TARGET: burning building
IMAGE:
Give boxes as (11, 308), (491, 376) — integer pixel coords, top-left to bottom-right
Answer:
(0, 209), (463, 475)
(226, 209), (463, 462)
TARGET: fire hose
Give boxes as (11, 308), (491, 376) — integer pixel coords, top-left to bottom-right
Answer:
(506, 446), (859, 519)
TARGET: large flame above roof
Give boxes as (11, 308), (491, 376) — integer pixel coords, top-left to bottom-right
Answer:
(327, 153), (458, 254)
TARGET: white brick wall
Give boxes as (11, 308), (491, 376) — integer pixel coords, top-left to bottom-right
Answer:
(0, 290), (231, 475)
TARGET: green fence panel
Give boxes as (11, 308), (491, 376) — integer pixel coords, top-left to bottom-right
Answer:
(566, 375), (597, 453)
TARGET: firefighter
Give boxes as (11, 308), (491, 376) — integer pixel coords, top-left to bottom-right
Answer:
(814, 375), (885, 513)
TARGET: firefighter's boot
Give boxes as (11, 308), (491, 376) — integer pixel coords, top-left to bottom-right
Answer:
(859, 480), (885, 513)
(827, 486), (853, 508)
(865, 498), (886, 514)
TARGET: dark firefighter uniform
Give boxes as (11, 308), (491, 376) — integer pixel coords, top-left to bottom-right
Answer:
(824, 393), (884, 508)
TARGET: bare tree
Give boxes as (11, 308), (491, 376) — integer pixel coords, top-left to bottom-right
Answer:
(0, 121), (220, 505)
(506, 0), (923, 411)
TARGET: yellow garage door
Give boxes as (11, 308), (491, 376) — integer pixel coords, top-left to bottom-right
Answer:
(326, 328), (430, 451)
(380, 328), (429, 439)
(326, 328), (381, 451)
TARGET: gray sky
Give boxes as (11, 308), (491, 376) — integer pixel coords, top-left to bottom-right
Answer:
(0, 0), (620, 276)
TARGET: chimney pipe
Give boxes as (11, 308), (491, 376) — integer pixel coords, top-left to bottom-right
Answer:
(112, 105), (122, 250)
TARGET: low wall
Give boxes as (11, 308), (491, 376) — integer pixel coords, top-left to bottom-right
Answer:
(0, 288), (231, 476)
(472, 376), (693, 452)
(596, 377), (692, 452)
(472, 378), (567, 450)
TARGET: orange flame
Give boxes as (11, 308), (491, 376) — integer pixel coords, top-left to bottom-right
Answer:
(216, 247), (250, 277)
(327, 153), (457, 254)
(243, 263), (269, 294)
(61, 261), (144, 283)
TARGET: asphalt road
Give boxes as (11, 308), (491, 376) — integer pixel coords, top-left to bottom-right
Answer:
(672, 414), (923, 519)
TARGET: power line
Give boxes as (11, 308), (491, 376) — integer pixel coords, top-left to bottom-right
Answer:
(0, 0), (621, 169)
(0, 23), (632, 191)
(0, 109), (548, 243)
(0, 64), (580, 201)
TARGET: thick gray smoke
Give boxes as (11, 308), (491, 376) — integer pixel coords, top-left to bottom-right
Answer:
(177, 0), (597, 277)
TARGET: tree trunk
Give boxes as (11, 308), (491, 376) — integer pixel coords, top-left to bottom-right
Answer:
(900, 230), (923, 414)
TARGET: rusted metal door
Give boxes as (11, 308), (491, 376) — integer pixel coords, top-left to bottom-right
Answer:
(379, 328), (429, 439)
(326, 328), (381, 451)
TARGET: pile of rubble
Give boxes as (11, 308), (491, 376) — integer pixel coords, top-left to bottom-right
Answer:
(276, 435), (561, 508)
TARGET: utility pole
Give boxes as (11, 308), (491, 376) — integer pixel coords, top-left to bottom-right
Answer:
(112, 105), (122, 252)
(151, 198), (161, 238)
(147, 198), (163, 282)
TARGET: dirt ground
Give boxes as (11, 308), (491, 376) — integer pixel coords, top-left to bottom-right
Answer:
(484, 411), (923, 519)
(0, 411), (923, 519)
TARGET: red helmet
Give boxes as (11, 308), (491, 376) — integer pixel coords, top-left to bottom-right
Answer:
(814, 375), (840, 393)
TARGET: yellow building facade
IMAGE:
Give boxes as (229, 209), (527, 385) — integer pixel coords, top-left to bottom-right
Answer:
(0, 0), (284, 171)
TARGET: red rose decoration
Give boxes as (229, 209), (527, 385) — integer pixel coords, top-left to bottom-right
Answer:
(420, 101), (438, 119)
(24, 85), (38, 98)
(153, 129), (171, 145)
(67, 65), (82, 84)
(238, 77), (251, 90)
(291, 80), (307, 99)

════

### Required work
Copy out every line of the entries above, from start to finish, with no changes.

### Full answer
TARGET: burning building
IMAGE:
Give boxes as (11, 308), (491, 376) — integer pixel coords, top-left to bottom-right
Answer:
(0, 209), (463, 475)
(226, 209), (463, 462)
TARGET: fire hose
Give boxes as (11, 308), (491, 376) — integer pixel coords, top-left to bottom-right
Answer:
(506, 446), (859, 519)
TARGET: large flame above roof
Give boxes as (11, 308), (491, 376) — integer pixel coords, top-left to bottom-right
Answer:
(327, 153), (458, 254)
TARGET: white brick wall
Give boxes as (11, 308), (491, 376) — integer pixel coords, top-left to bottom-right
Answer:
(0, 290), (231, 475)
TARGET: green fence panel
Give boxes as (11, 308), (491, 376) — integer pixel coords, top-left to bottom-right
Answer:
(566, 375), (597, 453)
TARGET: firefighter
Give boxes as (11, 308), (491, 376) — integer pixel coords, top-left to bottom-right
Answer:
(814, 375), (885, 513)
TARGET: firefighter's boot
Give boxes as (11, 308), (491, 376) — integer pixel coords, top-left to bottom-right
Answer:
(859, 480), (885, 513)
(827, 486), (853, 508)
(865, 498), (886, 514)
TARGET: dark firefighter uniform
Give boxes as (11, 308), (491, 376) — integer pixel coords, top-left to bottom-right
Answer:
(824, 393), (884, 508)
TARGET: bare tree
Give boxes as (11, 308), (491, 376) — integer pixel coords, top-left to bottom-right
Answer:
(0, 121), (220, 505)
(506, 0), (923, 411)
TARGET: yellow garage door
Give boxes as (11, 308), (491, 376) — integer pixel coords, top-left to bottom-right
Answer:
(326, 328), (430, 451)
(380, 328), (429, 439)
(326, 328), (381, 451)
TARGET: gray sky
Give boxes as (11, 308), (491, 376) — integer pixel coords, top-left to bottom-right
Answer:
(0, 0), (620, 276)
TARGET: chimney pipe
Give boxes as (11, 308), (491, 376) — integer pixel coords, top-left to bottom-right
Answer:
(112, 105), (122, 250)
TARGET: low wall
Give boxes as (11, 308), (491, 376) — integer pixel coords, top-left to bottom-right
Answer:
(0, 288), (231, 476)
(472, 376), (693, 452)
(596, 377), (692, 452)
(472, 378), (567, 450)
TARGET: orange flame
Give boxes as (11, 308), (491, 376) — integer pixel coords, top-left to bottom-right
Answer:
(216, 247), (250, 277)
(327, 153), (457, 254)
(243, 263), (269, 294)
(61, 261), (144, 283)
TARGET: asphalt road
Give boxes as (11, 308), (491, 376) — integer pixel coords, top-left to bottom-right
Answer:
(672, 414), (923, 519)
TARGET: power line
Give boxes as (11, 308), (491, 376) — integer pixel coords, top-left to bottom-right
Answer:
(0, 0), (621, 169)
(0, 23), (632, 191)
(0, 109), (548, 243)
(0, 64), (580, 201)
TARGET: thick gray smoke
Give boxes as (11, 308), (491, 376) — integer pixel coords, top-left to bottom-right
Answer:
(177, 0), (597, 277)
TARGET: tree trunk
Give boxes as (11, 308), (491, 376) — integer pixel coords, top-left to bottom-right
Answer:
(900, 230), (923, 414)
TARGET: rusted metal door
Give boxes as (11, 308), (491, 376) — integer pixel coords, top-left to bottom-right
Answer:
(379, 328), (429, 439)
(326, 328), (381, 451)
TARGET: pile of rubble
Give boxes as (11, 308), (491, 376) — integer pixel coords, top-left to bottom-right
Answer:
(276, 435), (561, 508)
TARGET: utility pole
Give boxes as (11, 308), (491, 376) — integer pixel coords, top-left to bottom-right
Answer:
(112, 105), (122, 252)
(151, 198), (161, 238)
(147, 198), (163, 282)
TARGET: dirt ground
Give boxes as (11, 308), (491, 376) — integer pixel coords, top-left to bottom-right
Answer:
(484, 411), (923, 519)
(0, 411), (923, 519)
TARGET: red helmet
Give boxes as (11, 308), (491, 376) — integer pixel coords, top-left to bottom-right
Answer:
(814, 375), (840, 393)
TARGET: yellow building facade
IMAGE:
Give boxes as (229, 209), (527, 385) — integer pixel coords, top-left to bottom-right
Answer:
(0, 0), (284, 171)
TARGET: red rose decoration
Give boxes as (229, 209), (527, 385) — integer pixel coords, top-left to bottom-right
Answer:
(420, 101), (438, 119)
(24, 85), (38, 98)
(153, 129), (171, 145)
(67, 65), (82, 84)
(238, 77), (251, 90)
(291, 80), (307, 99)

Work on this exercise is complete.